Segment Start: Given information
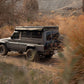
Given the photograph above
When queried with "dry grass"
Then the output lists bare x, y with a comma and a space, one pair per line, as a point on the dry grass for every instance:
73, 28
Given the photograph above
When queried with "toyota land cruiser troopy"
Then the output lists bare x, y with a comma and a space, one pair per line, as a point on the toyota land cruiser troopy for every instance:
36, 41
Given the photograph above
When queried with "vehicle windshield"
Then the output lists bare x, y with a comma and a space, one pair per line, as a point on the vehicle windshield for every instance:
51, 35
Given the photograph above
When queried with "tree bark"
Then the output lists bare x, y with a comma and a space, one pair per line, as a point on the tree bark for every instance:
83, 5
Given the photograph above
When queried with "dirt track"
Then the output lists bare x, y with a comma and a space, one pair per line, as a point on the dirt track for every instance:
53, 66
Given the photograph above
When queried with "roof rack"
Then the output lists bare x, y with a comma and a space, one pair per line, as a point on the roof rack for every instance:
35, 27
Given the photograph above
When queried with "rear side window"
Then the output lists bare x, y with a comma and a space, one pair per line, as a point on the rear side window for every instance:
31, 34
26, 34
36, 34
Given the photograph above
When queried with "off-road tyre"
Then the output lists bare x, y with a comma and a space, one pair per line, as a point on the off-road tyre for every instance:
49, 56
32, 55
3, 50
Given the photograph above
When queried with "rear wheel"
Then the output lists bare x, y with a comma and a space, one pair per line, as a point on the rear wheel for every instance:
3, 50
49, 56
32, 55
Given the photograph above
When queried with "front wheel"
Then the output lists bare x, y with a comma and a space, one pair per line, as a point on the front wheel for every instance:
3, 50
32, 55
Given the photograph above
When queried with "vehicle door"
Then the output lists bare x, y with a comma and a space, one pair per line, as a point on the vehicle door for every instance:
13, 43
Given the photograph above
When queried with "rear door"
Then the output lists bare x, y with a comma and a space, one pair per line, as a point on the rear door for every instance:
13, 43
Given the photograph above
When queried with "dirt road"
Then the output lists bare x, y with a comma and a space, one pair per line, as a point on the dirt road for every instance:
54, 65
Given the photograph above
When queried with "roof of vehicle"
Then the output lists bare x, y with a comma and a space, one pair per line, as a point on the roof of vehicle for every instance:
35, 27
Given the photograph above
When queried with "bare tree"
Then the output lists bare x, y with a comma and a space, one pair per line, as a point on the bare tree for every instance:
9, 15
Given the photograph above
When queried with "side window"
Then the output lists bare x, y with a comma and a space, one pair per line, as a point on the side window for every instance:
26, 34
36, 34
16, 35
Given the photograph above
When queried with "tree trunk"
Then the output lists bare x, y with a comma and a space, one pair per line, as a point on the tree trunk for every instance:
83, 5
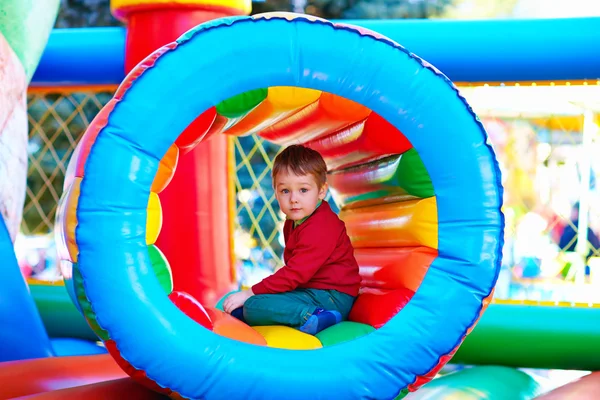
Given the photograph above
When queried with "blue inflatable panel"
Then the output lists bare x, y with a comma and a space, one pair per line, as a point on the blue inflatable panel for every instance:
204, 69
76, 347
22, 333
83, 56
500, 51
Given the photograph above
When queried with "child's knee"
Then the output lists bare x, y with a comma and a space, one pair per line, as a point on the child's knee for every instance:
255, 302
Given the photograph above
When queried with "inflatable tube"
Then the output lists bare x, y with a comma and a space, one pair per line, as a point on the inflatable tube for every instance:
161, 346
482, 383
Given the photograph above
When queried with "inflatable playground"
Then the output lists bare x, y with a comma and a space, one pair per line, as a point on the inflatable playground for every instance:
144, 224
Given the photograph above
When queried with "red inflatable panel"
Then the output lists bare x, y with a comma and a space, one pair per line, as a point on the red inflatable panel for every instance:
394, 268
196, 131
138, 376
375, 307
82, 150
228, 326
22, 378
191, 307
125, 388
360, 142
323, 117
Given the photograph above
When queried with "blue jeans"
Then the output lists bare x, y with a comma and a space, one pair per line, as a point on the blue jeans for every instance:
295, 307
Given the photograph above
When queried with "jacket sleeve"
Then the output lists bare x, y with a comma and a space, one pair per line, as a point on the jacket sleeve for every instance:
314, 247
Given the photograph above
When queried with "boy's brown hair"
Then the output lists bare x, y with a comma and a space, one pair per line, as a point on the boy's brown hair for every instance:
301, 160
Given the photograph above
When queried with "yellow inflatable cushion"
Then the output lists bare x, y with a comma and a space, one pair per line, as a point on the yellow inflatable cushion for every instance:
284, 337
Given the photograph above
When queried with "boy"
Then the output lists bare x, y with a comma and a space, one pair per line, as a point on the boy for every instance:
319, 283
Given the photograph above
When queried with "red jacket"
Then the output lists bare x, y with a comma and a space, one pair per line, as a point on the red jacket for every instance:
318, 255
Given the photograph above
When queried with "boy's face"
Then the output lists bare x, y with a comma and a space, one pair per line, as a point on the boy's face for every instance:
298, 195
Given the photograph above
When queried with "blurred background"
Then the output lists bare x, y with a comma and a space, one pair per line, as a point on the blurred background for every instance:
545, 136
Segment End: Given information
• Work required:
Could you write out the records exactly while omitting every picture?

• Solved problem:
Given the photograph above
When queried with "dry grass"
Then the output lists bare x, y with a comma and a space, one pair per line, as a point on the dry grass for every instance:
73, 28
Given the photograph above
When queried with "toyota land cruiser troopy"
Then the output lists bare x, y with a comma and a space, one pair per line, as a point on the toyota land cruiser troopy for every instance:
36, 41
Given the photograph above
When queried with "vehicle windshield"
Then the output lists bare x, y with a comma and a space, one pair per line, as a point on the vehicle windshield for every instance:
51, 35
Given the photograph above
When queried with "tree bark"
Then the output lists bare x, y with a comma and a space, one pair per line, as a point on the tree bark for every instance:
83, 5
Given the photograph above
When queried with "dirt track"
Then the output lists bare x, y with a comma and a space, one pair per line, as a point on the dirt track for every instance:
53, 66
Given the photograph above
When queried with "roof rack"
Then the output lists bare x, y with a comma and a space, one pair per line, as a point on the roof rack for every instance:
35, 27
Given the photograph above
When queried with "rear side window"
Then the output lists bare x, y with a comma and a space, one pair per line, as a point on the rear side window for every instance:
31, 34
26, 34
36, 34
Given the photograph above
When queried with "off-road tyre"
Then the output lists bare x, y with a comma and a space, one pair per line, as a point on the off-road tyre for every instance:
49, 56
32, 55
3, 50
Given the photograph above
When queried with "rear wheel"
Then the output lists bare x, y with a comma and a space, one pair per line, as a point on the rear wheel for every instance:
3, 50
49, 56
32, 55
Given the photograph above
When queried with "front wheel"
Then the output lists bare x, y with a comma and a space, one pair per line, as a point on the front wheel for every instance:
3, 50
32, 55
Given the photograph above
When queried with "vehicle door"
Then the output lists bare x, y with a comma and a space, one pair per line, as a point on the vehicle door for every instance:
13, 43
Given the photograph above
When queried with "rear door"
Then the output lists bare x, y with a comma and a space, one pair per line, as a point on the rear door for every instance:
13, 43
Given the photograph above
When queried with "dirt road"
Then the output lists bare x, y with a comma and a space, one pair per line, as a point on the dirt road for every instance:
54, 65
Given the photograph above
When queried with "roof of vehicle"
Then the output lists bare x, y with a comma and a space, one pair per line, as a point on the roof of vehicle for every instance:
35, 27
Given the photograph above
When queried with "bare tree"
Then the output lists bare x, y with a comma and a space, one pair per line, as a point on the bare tree for every instance:
9, 15
Given the photograph above
When queried with "side window"
Then the output lists bare x, y with a comma and a space, one pair per line, as a point on the side window for every instance:
26, 34
36, 34
16, 35
Given the photograph above
When queried with "tree trunk"
Then the output lists bare x, y with a comma and a space, one pair per line, as a point on the tree trunk for every instance:
83, 5
Given the photograph above
When queried with "blue inflatable panel"
Then the output lists bare x, y with a comma and a space, one pair per line, as a point on the blue inflatable panel for every instance:
204, 69
76, 347
22, 333
83, 56
500, 51
Given the photograph above
When queried with "child's knee"
Then the output lists bare x, y with a comma and a space, one pair per line, as a point on the child's knee for every instance:
255, 302
Given the photograph above
When queried with "inflatable tube"
Then the output lists bare x, y with a comma and a space, one pair per line, as a point on the inflatable tube for every instance:
161, 346
482, 383
Given the photograph above
When queried with "inflatable playground"
Then the output lists bare x, y with a comma and a space, one pair per line, as a point on the inflatable playground for every instance:
144, 224
Given the photograph above
When queried with "red inflatable panel"
Then the output lists bare x, y with a comma and a space, one pair per line, as a point on the red inflatable panel for every instance:
394, 268
196, 131
138, 376
375, 307
82, 150
228, 326
22, 378
191, 307
125, 388
360, 142
323, 117
Given the photograph above
When queried with "blue jeans"
Then the output lists bare x, y with a comma and a space, one pair per line, as a point on the blue jeans for every instance:
295, 307
Given the photograph above
When queried with "jacket sleeve"
Then the output lists bare x, y with a comma and a space, one pair per line, as a point on the jacket sleeve for every instance:
314, 247
Given the photograph above
When queried with "boy's brown hair"
Then the output lists bare x, y with a comma and a space, one pair per line, as a point on the boy's brown hair for every instance:
301, 160
Given the photograph above
When queried with "yellow inflatable cushion"
Then the output lists bare x, y with a comma and a space, one pair per line, as a point on the yellow inflatable cushion for every instance:
284, 337
Given the photograph above
When queried with "boy"
Then the output lists bare x, y with a comma and a space, one pair per line, as a point on the boy for every instance:
319, 283
Given the photograph above
When queried with "red jacket"
Then the output lists bare x, y with a comma and a space, one pair per line, as a point on the red jacket for every instance:
318, 255
Given the photograph above
When queried with "boy's face"
Then the output lists bare x, y with a comma and a space, one pair per line, as a point on the boy's face for every instance:
298, 195
Given the photograph above
When queried with "blurred background"
Then the output lists bare x, y with a comma and a space, one pair per line, as a point on the blurred background for every instance:
545, 136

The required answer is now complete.